• Excerpted data
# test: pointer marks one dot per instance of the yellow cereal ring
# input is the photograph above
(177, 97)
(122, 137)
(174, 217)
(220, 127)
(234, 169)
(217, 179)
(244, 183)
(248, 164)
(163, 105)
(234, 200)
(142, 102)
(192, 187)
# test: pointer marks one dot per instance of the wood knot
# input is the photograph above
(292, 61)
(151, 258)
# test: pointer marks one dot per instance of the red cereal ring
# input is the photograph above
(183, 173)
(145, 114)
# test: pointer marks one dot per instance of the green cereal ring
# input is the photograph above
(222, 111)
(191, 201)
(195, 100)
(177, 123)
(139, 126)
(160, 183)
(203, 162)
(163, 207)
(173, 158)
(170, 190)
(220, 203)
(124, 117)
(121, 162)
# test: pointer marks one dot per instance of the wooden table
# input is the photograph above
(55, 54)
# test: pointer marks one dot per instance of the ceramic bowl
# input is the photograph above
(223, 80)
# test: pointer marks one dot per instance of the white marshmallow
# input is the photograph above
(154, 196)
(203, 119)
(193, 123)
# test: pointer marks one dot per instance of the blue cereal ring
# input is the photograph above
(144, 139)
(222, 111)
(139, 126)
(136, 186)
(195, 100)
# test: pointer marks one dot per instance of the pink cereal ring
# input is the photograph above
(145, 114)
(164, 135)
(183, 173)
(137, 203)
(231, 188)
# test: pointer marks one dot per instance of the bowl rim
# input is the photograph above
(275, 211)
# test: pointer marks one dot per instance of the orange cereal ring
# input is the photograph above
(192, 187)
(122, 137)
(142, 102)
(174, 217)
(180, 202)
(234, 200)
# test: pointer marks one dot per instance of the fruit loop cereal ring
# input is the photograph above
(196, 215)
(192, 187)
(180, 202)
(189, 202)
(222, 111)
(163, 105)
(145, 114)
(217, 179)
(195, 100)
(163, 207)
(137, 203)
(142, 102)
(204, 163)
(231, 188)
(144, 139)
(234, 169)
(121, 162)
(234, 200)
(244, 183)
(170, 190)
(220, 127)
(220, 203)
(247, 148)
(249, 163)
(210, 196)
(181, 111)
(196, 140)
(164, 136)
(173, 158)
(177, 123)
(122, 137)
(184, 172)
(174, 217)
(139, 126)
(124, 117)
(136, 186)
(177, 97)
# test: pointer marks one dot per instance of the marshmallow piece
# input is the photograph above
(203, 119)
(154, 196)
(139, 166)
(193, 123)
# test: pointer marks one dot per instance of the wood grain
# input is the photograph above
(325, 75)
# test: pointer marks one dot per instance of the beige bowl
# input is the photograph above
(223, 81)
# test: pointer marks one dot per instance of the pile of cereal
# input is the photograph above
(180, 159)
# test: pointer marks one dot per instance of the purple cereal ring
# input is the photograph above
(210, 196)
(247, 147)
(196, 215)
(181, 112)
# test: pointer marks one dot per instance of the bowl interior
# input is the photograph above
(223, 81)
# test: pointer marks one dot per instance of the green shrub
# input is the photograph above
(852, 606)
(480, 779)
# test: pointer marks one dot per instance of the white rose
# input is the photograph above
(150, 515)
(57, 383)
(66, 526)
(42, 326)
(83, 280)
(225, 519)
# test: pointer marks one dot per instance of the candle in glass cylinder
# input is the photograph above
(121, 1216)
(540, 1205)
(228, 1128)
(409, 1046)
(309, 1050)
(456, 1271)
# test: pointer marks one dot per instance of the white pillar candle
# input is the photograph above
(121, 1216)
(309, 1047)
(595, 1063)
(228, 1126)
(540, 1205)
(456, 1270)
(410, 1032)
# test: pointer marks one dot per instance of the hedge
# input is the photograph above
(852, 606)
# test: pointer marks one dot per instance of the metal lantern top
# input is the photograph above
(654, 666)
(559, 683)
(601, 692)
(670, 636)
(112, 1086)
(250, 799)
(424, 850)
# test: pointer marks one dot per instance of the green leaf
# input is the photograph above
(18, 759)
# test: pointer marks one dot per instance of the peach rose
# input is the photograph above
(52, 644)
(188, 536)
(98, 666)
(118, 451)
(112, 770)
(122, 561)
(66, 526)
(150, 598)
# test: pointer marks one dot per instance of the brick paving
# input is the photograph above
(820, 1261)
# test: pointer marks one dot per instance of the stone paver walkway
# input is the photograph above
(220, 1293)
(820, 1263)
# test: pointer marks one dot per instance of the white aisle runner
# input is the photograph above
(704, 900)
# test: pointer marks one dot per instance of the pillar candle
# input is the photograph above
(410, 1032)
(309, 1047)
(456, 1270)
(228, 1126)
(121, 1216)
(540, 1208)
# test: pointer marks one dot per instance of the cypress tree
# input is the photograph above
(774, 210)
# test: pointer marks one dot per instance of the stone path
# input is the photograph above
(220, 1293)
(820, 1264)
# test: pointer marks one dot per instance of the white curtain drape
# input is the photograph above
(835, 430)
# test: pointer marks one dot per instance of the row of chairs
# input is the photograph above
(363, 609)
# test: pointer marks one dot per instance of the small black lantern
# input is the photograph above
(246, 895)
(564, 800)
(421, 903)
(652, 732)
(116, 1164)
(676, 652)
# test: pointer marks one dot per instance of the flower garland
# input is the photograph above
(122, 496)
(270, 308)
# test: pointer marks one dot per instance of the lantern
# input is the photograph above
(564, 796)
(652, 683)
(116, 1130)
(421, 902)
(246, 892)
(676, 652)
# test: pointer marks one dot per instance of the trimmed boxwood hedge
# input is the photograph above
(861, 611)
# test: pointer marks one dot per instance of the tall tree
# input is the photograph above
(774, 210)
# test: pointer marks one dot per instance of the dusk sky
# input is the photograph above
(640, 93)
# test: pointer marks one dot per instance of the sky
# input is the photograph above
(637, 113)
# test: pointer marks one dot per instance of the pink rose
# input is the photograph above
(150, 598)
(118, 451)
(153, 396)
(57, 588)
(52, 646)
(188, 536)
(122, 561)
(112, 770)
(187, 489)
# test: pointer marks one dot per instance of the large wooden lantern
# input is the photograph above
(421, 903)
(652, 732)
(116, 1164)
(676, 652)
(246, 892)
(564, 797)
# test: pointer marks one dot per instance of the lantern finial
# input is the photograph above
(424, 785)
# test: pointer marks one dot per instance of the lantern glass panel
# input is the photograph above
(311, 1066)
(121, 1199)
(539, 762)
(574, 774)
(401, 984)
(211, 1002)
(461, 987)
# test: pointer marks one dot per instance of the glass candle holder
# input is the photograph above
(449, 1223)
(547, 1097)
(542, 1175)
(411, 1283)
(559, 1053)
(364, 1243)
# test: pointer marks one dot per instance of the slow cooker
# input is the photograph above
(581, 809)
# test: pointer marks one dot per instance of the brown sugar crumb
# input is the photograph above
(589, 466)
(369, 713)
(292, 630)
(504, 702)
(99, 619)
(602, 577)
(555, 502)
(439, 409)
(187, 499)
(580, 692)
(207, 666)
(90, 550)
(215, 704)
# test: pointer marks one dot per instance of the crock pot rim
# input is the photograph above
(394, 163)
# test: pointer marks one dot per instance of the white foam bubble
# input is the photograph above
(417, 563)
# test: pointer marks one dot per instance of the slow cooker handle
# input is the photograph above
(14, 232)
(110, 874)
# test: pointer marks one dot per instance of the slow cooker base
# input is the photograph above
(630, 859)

• Directions for this task
Every record shown above must be echoed exactly.

• Expected output
# test: pointer marks one dot per instance of the yellow cereal ring
# input is the photograph above
(177, 97)
(122, 137)
(174, 217)
(220, 127)
(234, 169)
(217, 179)
(244, 183)
(248, 164)
(163, 105)
(234, 200)
(142, 102)
(192, 187)
# test: pointer marks one dot per instance of the wood knot
# input is the photograph above
(292, 61)
(151, 258)
# test: pointer marks one dot per instance of the red cereal ring
# input is the photograph above
(183, 173)
(145, 114)
# test: pointer marks one dot per instance of the green cereal ring
# input is the photograph above
(222, 111)
(191, 201)
(195, 100)
(177, 123)
(139, 126)
(160, 183)
(203, 162)
(163, 207)
(173, 158)
(170, 190)
(220, 203)
(124, 117)
(121, 162)
# test: pointer marks one dot per instance of the wooden table
# input is the photograph above
(55, 54)
# test: pointer marks one dot per instance of the ceramic bowl
# input is the photograph above
(223, 80)
# test: pointer marks one dot per instance of the white marshmallow
# input is the photograph above
(154, 196)
(203, 119)
(193, 123)
# test: pointer marks one dot per instance of the blue cereal ring
# input is the photograph above
(144, 139)
(222, 111)
(139, 126)
(136, 186)
(195, 100)
# test: pointer marks one dot per instance of the pink cereal ring
# input is the photograph above
(145, 114)
(164, 135)
(183, 173)
(137, 203)
(231, 188)
# test: pointer marks one dot per instance of the bowl rim
# input is the photograph above
(275, 211)
# test: pointer marks one dot per instance of the orange cereal ring
# input is the photograph above
(192, 187)
(122, 137)
(142, 102)
(174, 217)
(180, 202)
(234, 200)
# test: pointer marks one dot per instance of the fruit loop cereal ring
# input is the photograph above
(196, 215)
(192, 187)
(180, 202)
(189, 202)
(222, 111)
(163, 105)
(145, 114)
(217, 179)
(195, 100)
(163, 207)
(137, 203)
(142, 102)
(204, 163)
(231, 188)
(144, 139)
(234, 169)
(121, 162)
(234, 200)
(244, 183)
(170, 190)
(220, 127)
(220, 203)
(247, 148)
(249, 163)
(210, 196)
(181, 111)
(196, 140)
(164, 136)
(173, 158)
(177, 123)
(122, 137)
(184, 172)
(174, 217)
(139, 126)
(124, 117)
(136, 186)
(177, 97)
# test: pointer marks one dot per instance of the marshmallow piece
# input is the photograph above
(203, 119)
(154, 196)
(139, 166)
(193, 123)
# test: pointer marks one dot per instance of the wood grain
# input is the photograph above
(325, 75)
# test: pointer marks one dot per instance of the beige bowl
# input is the photograph above
(223, 81)
# test: pointer marks one dot per instance of the pile of cereal
# input is the photograph above
(180, 159)
# test: pointer marks one dot per instance of the purple cereal ring
# input is the photograph above
(210, 196)
(247, 147)
(196, 215)
(181, 112)
# test: pointer marks one dot per instance of the bowl interior
# input is the photograph above
(223, 81)
# test: pointer marks one dot per instance of the green shrub
# input is the photograph above
(852, 606)
(480, 779)
# test: pointer marks one dot per instance of the white rose
# input is the photograph above
(150, 515)
(57, 383)
(66, 526)
(42, 326)
(83, 280)
(225, 519)
# test: pointer marks one dot per instance of the candle in glass cylinder
# input is the photograph above
(121, 1216)
(540, 1205)
(228, 1128)
(409, 1046)
(309, 1050)
(456, 1271)
# test: pointer marks one dot per instance of the white pillar candle
# input is the photograph above
(121, 1216)
(309, 1047)
(595, 1063)
(228, 1126)
(540, 1205)
(456, 1270)
(410, 1032)
# test: pointer marks one dot per instance of the hedge
# input is the photograph above
(852, 606)
# test: pointer marks one dot per instance of the metal lantern top
# input is the photograph above
(654, 666)
(559, 683)
(601, 692)
(670, 636)
(112, 1086)
(250, 799)
(424, 850)
# test: pointer marks one dot per instance of the green leaf
# input is the photograph above
(18, 759)
# test: pointer marks one dot per instance of the peach rose
# input is the photograph above
(52, 644)
(188, 536)
(98, 666)
(118, 451)
(112, 770)
(122, 561)
(66, 526)
(150, 598)
# test: pointer marks one dot per instance of the brick paving
# input is the photograph above
(820, 1261)
# test: pointer marks one dot per instance of the stone paver walkway
# input is the photograph above
(220, 1293)
(820, 1263)
# test: pointer marks one dot per instance of the white aisle runner
# input is the photograph above
(704, 900)
# test: pointer marks one dot per instance of the pillar candle
# input is the photograph above
(410, 1032)
(309, 1047)
(456, 1270)
(228, 1126)
(121, 1216)
(540, 1208)
# test: pointer marks one dot per instance of the cypress tree
# input is the photograph above
(774, 210)
# test: pointer marks one dot per instance of the stone path
# input is the photograph above
(220, 1293)
(820, 1264)
# test: pointer marks one dot per instance of the white curtain drape
# input is the photograph above
(835, 430)
# test: pointer marks one dot per instance of the row of chairs
# input is the photograph above
(363, 609)
# test: pointer marks one dot per instance of the small black lantern
# input is the photograph above
(246, 895)
(564, 800)
(421, 903)
(652, 732)
(116, 1164)
(676, 652)
# test: pointer marks one dot per instance of the flower garland
# input is the photograph above
(122, 496)
(270, 308)
# test: pointer marks one dot per instance of the lantern
# input is the photograph above
(564, 796)
(652, 683)
(116, 1130)
(421, 902)
(246, 892)
(676, 652)
# test: pointer marks one dot per instance of the trimmed boxwood hedge
# input is the photograph above
(861, 611)
# test: pointer marks one dot per instance of the tall tree
# input is the photograph above
(774, 210)
# test: pointer marks one dot per instance of the dusk sky
# input is the photograph above
(640, 93)
# test: pointer marks one dot per instance of the sky
# input is the photograph above
(637, 113)
# test: pointer marks one dot per instance of the pink rose
# input is the photograph above
(150, 598)
(118, 451)
(153, 396)
(57, 588)
(52, 646)
(188, 536)
(122, 561)
(112, 770)
(187, 489)
# test: pointer marks one dot per instance of the large wooden lantern
# input is the photograph above
(421, 903)
(652, 732)
(116, 1164)
(676, 652)
(246, 892)
(564, 797)
# test: pointer marks one dot per instance of the lantern finial
# input is the photograph above
(424, 785)
# test: pointer marks one dot per instance of the lantern glass panel
# input is the photograph above
(311, 1066)
(121, 1199)
(539, 762)
(574, 774)
(401, 984)
(211, 1002)
(461, 987)
# test: pointer marks one dot per instance of the glass candle holder
# input is the photograph above
(449, 1223)
(547, 1097)
(542, 1175)
(411, 1283)
(559, 1053)
(364, 1243)
# test: pointer marks one dot per instance of the slow cooker
# input is the photograph above
(581, 809)
# test: pointer marks one dot per instance of the brown sugar crumb
# input is the photograph above
(589, 466)
(369, 713)
(292, 630)
(504, 702)
(99, 619)
(602, 577)
(555, 502)
(439, 409)
(187, 499)
(580, 692)
(207, 666)
(90, 550)
(215, 704)
# test: pointer marks one dot per instance of the crock pot rim
# input is the photograph above
(394, 163)
# test: pointer marks one dot per instance of the white foam bubble
# input is the photograph above
(417, 563)
# test: pointer marks one dot per instance of the slow cooker handle
# input is the photograph above
(14, 232)
(110, 874)
# test: pointer marks one dot per instance of the slow cooker base
# input is the photograph above
(630, 859)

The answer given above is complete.